Opinião

Artigo: Milícia no poder

Correio Braziliense
postado em 26/05/2020 04:05
A guerra do Paraguai (1864 a 1870) produziu consequências objetivas na história política do Brasil. O Imperador Pedro II entendia, como era padrão na Europa, que exércitos eram constituídos apenas para enfrentar determinada ameaça externa. Passado o conflito, as forças deveriam ser dispensadas. Os comandantes daquela campanha não concordavam com o argumento. Mais ainda, os principais chefes militares perceberam que os voluntários da pátria estavam mal equipados, alguns combatiam descalços, com armamento ultrapassado e munição vencida. O Brasil venceu a guerra, mas o Império do Brasil começou a sofrer sério desgaste.

 

A consequência política a médio prazo foi o surgimento de movimentos a favor da Proclamação da República. A única força permanente, na época, era a Marinha de Guerra. Em Paris, Augusto Comte, professor francês, desenvolveu os estudos sobre o positivismo, que encantou seus alunos brasileiros. Foram eles que trouxeram para os quartéis no Rio de Janeiro as ideias, modernas na época, do que chamavam de ditadura republicana. Ou seja, governo forte. Não é por obra do acaso que o primeiro e o segundo presidentes da República brasileira tenham sido militares.

 

Os militares estão na política brasileira desde o fim do Império. Eles, aliás, são responsáveis diretos pela Proclamação da República, que, na realidade, foi um golpe de Estado. O professor Frank McCann expõe no monumental livro Soldados da pátria (Companhia das Letras) a história do Exército brasileiro entre 1889 e 1937. O segundo volume, já concluído, ainda não ganhou tradução para o português, atualiza o assunto até os dias de hoje.

(Entradas salvas)
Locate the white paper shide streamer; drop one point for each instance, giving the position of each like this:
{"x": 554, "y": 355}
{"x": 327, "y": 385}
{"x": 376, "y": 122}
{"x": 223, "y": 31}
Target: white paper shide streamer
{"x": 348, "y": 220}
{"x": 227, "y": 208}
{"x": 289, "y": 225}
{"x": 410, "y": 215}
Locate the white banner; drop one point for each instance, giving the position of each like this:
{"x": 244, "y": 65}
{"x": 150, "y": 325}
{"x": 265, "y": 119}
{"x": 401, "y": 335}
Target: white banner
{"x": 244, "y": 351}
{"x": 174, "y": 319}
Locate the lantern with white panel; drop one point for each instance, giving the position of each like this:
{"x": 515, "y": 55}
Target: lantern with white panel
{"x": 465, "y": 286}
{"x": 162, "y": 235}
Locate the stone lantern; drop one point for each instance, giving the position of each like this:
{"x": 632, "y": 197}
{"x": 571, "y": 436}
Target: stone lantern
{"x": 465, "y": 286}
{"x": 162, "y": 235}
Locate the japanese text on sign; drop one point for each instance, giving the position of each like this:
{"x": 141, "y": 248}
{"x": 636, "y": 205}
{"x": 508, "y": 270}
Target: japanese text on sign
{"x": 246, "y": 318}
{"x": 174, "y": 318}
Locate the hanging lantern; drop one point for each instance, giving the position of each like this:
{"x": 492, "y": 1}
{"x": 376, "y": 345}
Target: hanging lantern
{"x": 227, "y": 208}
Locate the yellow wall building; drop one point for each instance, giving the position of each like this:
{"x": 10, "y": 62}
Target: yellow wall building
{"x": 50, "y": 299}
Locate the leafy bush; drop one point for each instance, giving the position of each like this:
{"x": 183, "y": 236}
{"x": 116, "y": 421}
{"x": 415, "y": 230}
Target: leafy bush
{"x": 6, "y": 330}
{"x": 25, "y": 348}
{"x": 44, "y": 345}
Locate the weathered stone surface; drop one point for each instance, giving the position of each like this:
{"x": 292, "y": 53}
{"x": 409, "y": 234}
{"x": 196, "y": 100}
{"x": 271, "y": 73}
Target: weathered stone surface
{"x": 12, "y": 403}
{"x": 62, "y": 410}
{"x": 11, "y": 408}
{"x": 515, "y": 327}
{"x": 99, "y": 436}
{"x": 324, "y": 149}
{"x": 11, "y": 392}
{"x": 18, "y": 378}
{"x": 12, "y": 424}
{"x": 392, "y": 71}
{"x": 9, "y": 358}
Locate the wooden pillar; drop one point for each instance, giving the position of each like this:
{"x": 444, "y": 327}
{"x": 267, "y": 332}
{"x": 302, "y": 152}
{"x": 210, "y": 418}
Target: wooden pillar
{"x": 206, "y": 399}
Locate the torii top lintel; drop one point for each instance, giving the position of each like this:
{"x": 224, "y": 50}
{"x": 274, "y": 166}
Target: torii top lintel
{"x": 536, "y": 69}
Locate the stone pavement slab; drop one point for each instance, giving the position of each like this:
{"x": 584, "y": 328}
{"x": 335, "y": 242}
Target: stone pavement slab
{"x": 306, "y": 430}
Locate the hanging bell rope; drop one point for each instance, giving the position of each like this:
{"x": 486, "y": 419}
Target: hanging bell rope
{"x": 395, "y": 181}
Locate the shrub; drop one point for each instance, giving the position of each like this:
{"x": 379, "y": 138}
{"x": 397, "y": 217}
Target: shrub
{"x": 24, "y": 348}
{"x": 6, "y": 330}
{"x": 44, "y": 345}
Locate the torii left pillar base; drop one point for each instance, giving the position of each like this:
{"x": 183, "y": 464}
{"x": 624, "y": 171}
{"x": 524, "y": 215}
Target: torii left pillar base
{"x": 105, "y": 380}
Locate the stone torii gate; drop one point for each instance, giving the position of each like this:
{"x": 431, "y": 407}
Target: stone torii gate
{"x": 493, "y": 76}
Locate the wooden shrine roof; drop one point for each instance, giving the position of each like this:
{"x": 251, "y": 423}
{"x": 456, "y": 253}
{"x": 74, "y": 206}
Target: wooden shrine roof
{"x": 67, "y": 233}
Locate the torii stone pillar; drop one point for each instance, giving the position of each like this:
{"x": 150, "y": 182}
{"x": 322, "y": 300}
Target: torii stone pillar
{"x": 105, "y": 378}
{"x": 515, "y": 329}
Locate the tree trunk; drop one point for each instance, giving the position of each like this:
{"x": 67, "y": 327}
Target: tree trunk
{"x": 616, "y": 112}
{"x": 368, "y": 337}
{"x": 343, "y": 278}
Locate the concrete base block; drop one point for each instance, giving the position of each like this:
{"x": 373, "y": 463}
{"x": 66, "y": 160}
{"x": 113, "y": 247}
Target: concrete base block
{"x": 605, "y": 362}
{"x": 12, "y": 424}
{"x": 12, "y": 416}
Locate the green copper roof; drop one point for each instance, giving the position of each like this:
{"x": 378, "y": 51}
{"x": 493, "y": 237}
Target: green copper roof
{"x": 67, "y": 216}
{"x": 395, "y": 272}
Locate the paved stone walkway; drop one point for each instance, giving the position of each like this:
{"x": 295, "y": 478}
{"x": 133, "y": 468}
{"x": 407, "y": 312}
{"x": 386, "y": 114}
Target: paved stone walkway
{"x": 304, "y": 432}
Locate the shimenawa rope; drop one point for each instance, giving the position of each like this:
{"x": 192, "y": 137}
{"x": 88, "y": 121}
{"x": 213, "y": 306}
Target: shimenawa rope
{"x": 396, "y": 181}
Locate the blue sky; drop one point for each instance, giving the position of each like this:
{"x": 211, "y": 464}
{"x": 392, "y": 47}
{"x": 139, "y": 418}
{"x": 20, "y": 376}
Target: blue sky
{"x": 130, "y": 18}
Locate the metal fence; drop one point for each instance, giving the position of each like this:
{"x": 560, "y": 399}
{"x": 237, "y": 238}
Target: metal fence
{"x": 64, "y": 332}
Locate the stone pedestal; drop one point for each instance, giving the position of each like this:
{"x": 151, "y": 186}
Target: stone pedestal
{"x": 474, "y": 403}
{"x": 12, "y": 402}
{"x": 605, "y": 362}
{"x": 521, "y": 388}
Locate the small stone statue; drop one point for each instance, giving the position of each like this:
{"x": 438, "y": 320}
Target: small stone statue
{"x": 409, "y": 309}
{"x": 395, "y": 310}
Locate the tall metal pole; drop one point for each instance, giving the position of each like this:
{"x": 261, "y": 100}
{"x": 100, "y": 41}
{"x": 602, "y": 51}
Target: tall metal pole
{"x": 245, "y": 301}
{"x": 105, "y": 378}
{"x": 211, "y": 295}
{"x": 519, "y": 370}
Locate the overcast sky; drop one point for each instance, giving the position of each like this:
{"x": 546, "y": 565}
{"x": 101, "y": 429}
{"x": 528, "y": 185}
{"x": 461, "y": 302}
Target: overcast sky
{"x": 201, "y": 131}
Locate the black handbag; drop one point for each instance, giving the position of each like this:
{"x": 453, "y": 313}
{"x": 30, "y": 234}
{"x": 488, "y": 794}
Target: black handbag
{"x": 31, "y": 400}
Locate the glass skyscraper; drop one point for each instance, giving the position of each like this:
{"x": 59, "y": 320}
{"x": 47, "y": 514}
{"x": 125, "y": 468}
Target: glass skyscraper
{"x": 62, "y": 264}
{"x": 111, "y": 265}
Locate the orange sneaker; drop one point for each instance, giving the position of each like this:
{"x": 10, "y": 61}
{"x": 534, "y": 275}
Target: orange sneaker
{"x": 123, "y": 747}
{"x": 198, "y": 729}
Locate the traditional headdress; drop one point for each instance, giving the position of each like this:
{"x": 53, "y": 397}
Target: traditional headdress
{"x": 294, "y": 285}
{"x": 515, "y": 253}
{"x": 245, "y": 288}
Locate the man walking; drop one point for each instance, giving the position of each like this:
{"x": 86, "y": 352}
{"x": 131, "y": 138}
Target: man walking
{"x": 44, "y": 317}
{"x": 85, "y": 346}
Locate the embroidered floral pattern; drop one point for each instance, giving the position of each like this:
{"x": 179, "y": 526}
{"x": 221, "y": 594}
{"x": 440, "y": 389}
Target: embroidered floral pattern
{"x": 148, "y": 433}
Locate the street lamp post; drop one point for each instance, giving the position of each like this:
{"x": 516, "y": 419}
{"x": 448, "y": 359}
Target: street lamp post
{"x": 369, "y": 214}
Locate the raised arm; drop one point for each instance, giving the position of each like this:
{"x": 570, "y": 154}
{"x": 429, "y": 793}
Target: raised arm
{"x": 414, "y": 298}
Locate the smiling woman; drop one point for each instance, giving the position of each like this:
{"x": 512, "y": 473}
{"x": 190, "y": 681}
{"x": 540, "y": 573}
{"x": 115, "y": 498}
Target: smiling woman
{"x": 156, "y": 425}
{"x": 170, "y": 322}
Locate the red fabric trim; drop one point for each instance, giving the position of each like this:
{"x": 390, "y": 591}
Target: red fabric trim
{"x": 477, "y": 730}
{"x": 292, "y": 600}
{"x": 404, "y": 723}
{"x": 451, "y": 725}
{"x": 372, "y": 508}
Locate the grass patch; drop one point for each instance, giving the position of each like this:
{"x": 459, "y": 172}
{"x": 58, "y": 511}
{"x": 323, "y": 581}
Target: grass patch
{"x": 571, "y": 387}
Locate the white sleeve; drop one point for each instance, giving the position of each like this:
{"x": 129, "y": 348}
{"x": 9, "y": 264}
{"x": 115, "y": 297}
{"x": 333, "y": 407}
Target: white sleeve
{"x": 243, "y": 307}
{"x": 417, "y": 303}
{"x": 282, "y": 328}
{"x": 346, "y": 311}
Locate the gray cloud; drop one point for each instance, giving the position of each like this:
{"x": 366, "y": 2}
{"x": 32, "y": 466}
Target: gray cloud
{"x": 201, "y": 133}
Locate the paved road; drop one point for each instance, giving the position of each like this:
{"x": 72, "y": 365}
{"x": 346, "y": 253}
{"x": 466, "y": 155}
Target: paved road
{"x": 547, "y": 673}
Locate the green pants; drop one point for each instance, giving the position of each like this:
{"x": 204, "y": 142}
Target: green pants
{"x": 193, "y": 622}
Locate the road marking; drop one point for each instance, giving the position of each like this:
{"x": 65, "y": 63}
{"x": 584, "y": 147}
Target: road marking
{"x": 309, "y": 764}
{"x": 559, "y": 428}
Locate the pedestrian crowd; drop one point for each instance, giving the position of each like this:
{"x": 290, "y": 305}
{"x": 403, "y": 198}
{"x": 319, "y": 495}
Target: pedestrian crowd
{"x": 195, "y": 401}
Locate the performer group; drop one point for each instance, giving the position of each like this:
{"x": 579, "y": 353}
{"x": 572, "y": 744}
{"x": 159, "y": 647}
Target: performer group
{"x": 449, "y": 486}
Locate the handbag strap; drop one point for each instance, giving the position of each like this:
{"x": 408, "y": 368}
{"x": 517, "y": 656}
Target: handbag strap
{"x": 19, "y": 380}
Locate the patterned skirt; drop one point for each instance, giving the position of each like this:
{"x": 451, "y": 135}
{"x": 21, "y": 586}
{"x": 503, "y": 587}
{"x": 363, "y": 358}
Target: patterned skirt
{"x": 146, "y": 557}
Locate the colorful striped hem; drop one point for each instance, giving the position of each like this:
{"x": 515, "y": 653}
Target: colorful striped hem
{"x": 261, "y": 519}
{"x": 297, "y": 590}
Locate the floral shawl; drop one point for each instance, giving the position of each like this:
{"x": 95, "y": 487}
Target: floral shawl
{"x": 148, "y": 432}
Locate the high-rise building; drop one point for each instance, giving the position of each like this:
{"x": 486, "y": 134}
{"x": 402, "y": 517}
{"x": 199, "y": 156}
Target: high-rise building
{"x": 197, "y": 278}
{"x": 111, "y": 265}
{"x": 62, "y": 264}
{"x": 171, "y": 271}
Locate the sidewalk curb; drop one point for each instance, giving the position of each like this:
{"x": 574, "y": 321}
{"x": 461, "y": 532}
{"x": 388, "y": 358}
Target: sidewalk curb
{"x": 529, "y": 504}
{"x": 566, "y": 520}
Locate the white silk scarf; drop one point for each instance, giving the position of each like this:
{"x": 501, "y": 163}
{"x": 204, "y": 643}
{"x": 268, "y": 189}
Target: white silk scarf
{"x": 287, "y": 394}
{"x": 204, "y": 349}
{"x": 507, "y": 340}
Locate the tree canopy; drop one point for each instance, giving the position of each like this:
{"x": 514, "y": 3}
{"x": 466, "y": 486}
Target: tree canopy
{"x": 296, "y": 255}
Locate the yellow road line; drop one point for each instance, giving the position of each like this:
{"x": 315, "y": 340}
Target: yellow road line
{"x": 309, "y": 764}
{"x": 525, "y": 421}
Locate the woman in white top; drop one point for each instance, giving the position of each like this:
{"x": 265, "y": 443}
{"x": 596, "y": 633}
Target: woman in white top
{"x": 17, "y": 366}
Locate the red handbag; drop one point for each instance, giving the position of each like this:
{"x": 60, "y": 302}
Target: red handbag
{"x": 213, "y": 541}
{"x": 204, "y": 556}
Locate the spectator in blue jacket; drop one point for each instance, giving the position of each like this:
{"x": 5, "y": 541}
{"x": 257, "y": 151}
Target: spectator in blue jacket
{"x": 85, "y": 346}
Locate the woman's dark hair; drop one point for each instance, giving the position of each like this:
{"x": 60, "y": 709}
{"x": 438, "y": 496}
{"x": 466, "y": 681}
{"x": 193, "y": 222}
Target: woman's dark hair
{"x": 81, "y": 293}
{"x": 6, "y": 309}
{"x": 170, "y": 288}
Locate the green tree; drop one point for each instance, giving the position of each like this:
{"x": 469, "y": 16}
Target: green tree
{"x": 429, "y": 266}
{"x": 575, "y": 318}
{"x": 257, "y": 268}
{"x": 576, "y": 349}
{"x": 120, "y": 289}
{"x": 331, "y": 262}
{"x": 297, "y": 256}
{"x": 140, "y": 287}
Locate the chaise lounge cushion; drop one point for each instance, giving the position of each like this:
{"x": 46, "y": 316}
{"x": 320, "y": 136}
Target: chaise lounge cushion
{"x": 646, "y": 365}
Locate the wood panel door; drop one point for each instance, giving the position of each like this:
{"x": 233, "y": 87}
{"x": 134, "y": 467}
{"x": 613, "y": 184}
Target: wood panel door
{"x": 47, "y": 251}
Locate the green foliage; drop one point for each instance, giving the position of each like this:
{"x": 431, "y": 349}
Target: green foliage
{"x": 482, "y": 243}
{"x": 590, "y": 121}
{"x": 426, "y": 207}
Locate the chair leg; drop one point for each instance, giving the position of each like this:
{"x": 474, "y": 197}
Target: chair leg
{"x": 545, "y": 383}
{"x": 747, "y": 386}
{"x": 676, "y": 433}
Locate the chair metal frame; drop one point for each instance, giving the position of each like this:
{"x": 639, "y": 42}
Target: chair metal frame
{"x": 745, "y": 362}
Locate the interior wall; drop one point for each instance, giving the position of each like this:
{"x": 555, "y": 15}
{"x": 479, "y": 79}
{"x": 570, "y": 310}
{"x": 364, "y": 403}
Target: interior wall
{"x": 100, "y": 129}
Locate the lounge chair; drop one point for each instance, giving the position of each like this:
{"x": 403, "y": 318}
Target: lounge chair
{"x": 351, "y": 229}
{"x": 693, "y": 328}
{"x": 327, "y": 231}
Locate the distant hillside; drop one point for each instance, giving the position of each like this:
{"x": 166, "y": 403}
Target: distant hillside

*Tarefas a realizar*.
1 - Você pode transcrever, do artigo sobre os militares na política brasileira, o trecho que vai de "Correio Braziliense" até "sofrer sério desgaste.", inclusive?
2 - Pode dar continuidade ao artigo sobre os militares na política brasileira, a partir do ponto em que ele termina?
Os dados não são necessários aqui.

*Respostas por tarefa*.
1 -
Correio Braziliense
postado em 26/05/2020 04:05
A guerra do Paraguai (1864 a 1870) produziu consequências objetivas na história política do Brasil. O Imperador Pedro II entendia, como era padrão na Europa, que exércitos eram constituídos apenas para enfrentar determinada ameaça externa. Passado o conflito, as forças deveriam ser dispensadas. Os comandantes daquela campanha não concordavam com o argumento. Mais ainda, os principais chefes militares perceberam que os voluntários da pátria estavam mal equipados, alguns combatiam descalços, com armamento ultrapassado e munição vencida. O Brasil venceu a guerra, mas o Império do Brasil começou a sofrer sério desgaste.

2 -
A eleição de Jair Bolsonaro para a Presidência da República colocou os militares de novo no centro do poder civil. Um deles chegou a me dizer que “este é um novo 1964, desta vez pelo voto popular”. Acontece que o personagem cujo nome foi sufragado nas urnas em 2018 não demonstra grande respeito pelos procedimentos democráticos. Agride o parlamento e constrange o Supremo Tribunal Federal (STF). Leva generais da ativa a participar de manifestações políticas, o que é vetado pelos códigos militares.

 

Os ministros militares, que utilizam os principais gabinetes no Palácio do Planalto, estão no seu labirinto. Eles defendem a Constituição, seus limites, princípios, soberania e o regime democrático. Mas, o chefe, que foi expulso do Exército, considerado pelo general Ernesto Geisel um mau militar, conduz o país de maneira errática. A Organização Mundial da Saúde (OMS) considera o Brasil o novo epicentro da pandemia do coronavírus. O presidente não mostra preocupação com as mortes. Não visitou um único hospital. Está distante do problema.

 

O governo reage e faz acordo com os parlamentares integrantes do chamado Centrão para evitar o impeachment. Fecha os olhos para desvios de verba. E coloca dezenas de militares em funções civis no governo federal. Ou seja, distribui empregos para os colegas de farda. Tudo muito parecido com o que Chávez fez e Maduro manteve na Venezuela.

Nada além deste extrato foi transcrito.